--- WHAT YOU ARE ASKED TO DO ---
Exact copies of all the entries are required.

Collected data:
◇ ◇ ◇ ◇ ◇ ◇ ◇

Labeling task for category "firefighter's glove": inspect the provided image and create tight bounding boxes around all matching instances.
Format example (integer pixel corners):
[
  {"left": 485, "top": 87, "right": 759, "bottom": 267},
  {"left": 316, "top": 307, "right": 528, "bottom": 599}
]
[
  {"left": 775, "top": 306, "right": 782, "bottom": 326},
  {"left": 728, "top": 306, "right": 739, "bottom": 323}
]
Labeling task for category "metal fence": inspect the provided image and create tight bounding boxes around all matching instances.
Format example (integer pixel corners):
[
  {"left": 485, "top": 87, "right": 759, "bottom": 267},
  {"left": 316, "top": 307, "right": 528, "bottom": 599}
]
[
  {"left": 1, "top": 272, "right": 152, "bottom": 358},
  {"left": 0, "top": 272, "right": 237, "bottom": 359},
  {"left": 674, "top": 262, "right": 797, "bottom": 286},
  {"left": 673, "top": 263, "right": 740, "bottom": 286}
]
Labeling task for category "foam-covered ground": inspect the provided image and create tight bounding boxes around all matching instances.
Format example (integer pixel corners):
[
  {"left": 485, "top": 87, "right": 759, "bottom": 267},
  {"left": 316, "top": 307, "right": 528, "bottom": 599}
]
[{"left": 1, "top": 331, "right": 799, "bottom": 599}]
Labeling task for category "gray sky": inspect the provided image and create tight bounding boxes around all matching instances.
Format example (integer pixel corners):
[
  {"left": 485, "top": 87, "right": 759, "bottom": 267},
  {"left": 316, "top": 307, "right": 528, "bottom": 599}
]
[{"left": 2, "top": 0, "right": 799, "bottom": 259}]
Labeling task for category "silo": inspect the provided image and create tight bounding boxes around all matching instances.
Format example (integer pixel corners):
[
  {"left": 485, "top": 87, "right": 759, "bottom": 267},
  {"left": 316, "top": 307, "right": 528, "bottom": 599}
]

◇ ◇ ◇ ◇ ◇ ◇ ◇

--- EXERCISE SOLUTION ---
Labeling task for category "firefighter's glove": inspect the provided image and create tight bounding boxes around all matching instances.
Format example (integer pixel corners):
[
  {"left": 485, "top": 87, "right": 759, "bottom": 267},
  {"left": 316, "top": 307, "right": 528, "bottom": 599}
]
[
  {"left": 775, "top": 306, "right": 782, "bottom": 326},
  {"left": 728, "top": 306, "right": 739, "bottom": 323}
]
Labeling task for category "metal fence": inspect the provided image and create tight bounding boxes around all matching instances.
Format example (integer pixel corners):
[
  {"left": 485, "top": 87, "right": 759, "bottom": 267},
  {"left": 316, "top": 307, "right": 528, "bottom": 599}
]
[
  {"left": 1, "top": 272, "right": 152, "bottom": 358},
  {"left": 0, "top": 272, "right": 237, "bottom": 359},
  {"left": 674, "top": 262, "right": 797, "bottom": 286},
  {"left": 673, "top": 263, "right": 740, "bottom": 286}
]
Labeling task for category "foam-covered ground": inspect the provided image and create tight bounding boxes around all matching instances.
Format example (integer pixel corners):
[
  {"left": 485, "top": 87, "right": 759, "bottom": 267},
  {"left": 316, "top": 307, "right": 528, "bottom": 599}
]
[{"left": 1, "top": 331, "right": 799, "bottom": 599}]
Labeling task for category "gray sky": inspect the provided image and create tight bounding boxes around all matching instances.
Format example (integer pixel corners):
[
  {"left": 485, "top": 87, "right": 759, "bottom": 267},
  {"left": 316, "top": 307, "right": 528, "bottom": 599}
]
[{"left": 2, "top": 0, "right": 799, "bottom": 259}]
Labeling task for category "silo": inspect the provided image and create tight bounding boxes around all matching instances.
Format example (integer pixel corners):
[
  {"left": 485, "top": 87, "right": 759, "bottom": 267},
  {"left": 316, "top": 307, "right": 528, "bottom": 599}
]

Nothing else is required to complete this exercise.